Materials provided –
***
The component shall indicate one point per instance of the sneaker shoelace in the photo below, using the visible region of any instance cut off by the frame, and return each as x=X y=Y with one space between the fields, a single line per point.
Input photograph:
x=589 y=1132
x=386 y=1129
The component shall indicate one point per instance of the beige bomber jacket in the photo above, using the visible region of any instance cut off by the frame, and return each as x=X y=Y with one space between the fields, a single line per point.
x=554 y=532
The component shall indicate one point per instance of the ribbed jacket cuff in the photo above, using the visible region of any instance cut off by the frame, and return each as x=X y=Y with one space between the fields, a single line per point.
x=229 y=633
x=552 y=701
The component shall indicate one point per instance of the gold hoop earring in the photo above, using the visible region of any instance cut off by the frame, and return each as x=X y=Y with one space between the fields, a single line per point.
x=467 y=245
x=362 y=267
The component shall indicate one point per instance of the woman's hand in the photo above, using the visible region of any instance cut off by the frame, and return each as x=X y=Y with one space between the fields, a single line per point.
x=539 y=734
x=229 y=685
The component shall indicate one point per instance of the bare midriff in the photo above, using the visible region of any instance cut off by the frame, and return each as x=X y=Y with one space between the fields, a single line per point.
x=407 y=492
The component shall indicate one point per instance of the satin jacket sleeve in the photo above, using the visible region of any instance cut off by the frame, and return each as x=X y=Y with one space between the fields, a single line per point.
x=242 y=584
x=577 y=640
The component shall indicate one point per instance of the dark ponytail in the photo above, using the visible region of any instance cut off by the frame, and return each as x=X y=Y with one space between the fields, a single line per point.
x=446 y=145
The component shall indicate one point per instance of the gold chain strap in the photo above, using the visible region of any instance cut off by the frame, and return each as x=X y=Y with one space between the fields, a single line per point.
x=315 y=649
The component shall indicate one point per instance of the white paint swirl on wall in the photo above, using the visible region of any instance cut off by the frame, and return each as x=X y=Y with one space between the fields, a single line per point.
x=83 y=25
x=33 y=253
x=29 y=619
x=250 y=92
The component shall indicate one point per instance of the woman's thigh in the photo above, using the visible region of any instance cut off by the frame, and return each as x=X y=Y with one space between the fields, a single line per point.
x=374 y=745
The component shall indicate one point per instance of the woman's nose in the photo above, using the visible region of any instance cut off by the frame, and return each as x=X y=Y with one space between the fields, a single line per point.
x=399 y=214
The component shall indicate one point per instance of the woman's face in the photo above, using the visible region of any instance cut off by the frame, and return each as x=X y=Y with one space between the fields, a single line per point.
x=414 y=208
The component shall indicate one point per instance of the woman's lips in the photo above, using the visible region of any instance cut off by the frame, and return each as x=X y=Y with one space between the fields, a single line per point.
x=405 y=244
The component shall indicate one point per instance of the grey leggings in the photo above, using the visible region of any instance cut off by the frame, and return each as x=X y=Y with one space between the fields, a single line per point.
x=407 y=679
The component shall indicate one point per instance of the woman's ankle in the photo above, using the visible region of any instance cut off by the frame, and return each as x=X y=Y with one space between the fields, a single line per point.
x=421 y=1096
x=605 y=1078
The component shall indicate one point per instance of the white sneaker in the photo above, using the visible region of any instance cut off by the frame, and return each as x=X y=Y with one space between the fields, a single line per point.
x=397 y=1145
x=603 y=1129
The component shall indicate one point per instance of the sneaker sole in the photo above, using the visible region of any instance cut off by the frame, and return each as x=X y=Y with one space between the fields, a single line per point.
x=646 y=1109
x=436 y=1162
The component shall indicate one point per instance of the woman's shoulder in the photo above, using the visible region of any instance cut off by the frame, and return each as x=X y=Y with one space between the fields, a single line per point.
***
Work request – All entries are to be reproduced verbatim, with none omitted.

Task output –
The component shall indicate one point per instance of the sneaker shoelace in the photo below, using the visible region of any instance cut off by the frame, and return each as x=X y=Y with one space between the fields, a single line per point.
Input photograph:
x=589 y=1132
x=386 y=1129
The component shall indicate one point per instance of the beige bomber jacket in the photo above, using the visible region of any instance cut off by the frame, and return each as x=X y=Y with one space between the fields, a single line per point.
x=554 y=532
The component shall indicate one point per instance of the ribbed jacket cuff in the photo above, using the visible region of any instance cut off by the frame, and return each as x=X y=Y with one space between the fields, a single line per point.
x=229 y=633
x=552 y=701
The component shall indicate one point per instance of the gold hoop earring in the photo above, using the visible region of any instance cut off by the frame, and return each as x=X y=Y with one space between the fields, a single line per point.
x=467 y=245
x=362 y=267
The component shall indicate one point per instance of the woman's hand in the photo above, using the visible region of any instance cut off by the frame, and return each as x=X y=Y with one space between the fields, a single line per point.
x=539 y=734
x=229 y=685
The component shall indicate one point per instance of the bare midriff in the photo above, using the visible region of any instance cut off by the frame, and return each as x=X y=Y with one space between the fields, a single line per point.
x=407 y=492
The component shall indicate one point per instance of the satin jacket sleeve in the photo above, using the visible region of any instance cut off by the frame, and return each as x=X y=Y with one space between the fields, a single line per point.
x=242 y=584
x=577 y=640
The component shall indicate one point per instance of the dark ponytail in the photo above, using the visible region of any instance cut off by the frame, and return each as x=X y=Y with one space between the fields, a single line per point.
x=446 y=145
The component shall indicate one point per instance of the gold chain strap in the photo above, using the visible region of any instance cut off by the frame, and return each as x=X y=Y with one space between the fields, a single line per point.
x=315 y=649
The component shall indicate one point per instance of the white paint swirl on wall in the photo above, using the visible region of any instance cut off by the frame, and return each as x=X y=Y with one space between the fields, a single line per point.
x=83 y=25
x=33 y=253
x=29 y=619
x=250 y=92
The component shall indicate one point per instance of the woman's thigh in the photo above, using the visible region of any instance cut off by the frame, and return each as x=X y=Y with one space between the fields, a single line per point.
x=374 y=745
The component shall indicate one point per instance of the woman's nose in the photo above, using the visible region of any instance cut off by the frame, and return each as x=X y=Y with one space between the fields, a single line per point.
x=399 y=214
The component shall indicate one point per instance of the woman's face in the photo above, using the visible region of any instance cut off by the frame, and return each as x=X y=Y with one space between the fields, a single line per point.
x=414 y=208
The component shall indicate one point per instance of the woman's lips in the photo above, using the visible region of any instance cut off by the frame, and return each as x=X y=Y with one space between the fields, a single line per point.
x=405 y=244
The component shall indicate one point per instance of the grey leggings in the photo above, using the visible region of any instance cut off by the frame, and return each as x=X y=Y with one space between the fields, a single line per point.
x=407 y=679
The component shall indicate one point per instance of the woman's ankle in the photo above, using the visible region of any instance cut off by the frame, and return each as x=X y=Y with one space between the fields, a single line per point.
x=421 y=1096
x=605 y=1078
The component shall indicate one point per instance of the white sneaker in the photo above, using the visible region of any instance cut off by the frame, and return each as x=X y=Y with one space between the fields, a single line per point.
x=397 y=1145
x=603 y=1129
The component shall indicate one point per instance of the sneaker sole in the photo above, using the visible region of any instance cut off by the frame, and return each as x=X y=Y with one space between the fields, a single line per point.
x=646 y=1109
x=436 y=1162
The component shall indicate one point per instance of the woman's shoulder in the photo above, using the visible region of any instance cut off by the frame, and return each as x=X y=Y with one space between the fields, a single line per point.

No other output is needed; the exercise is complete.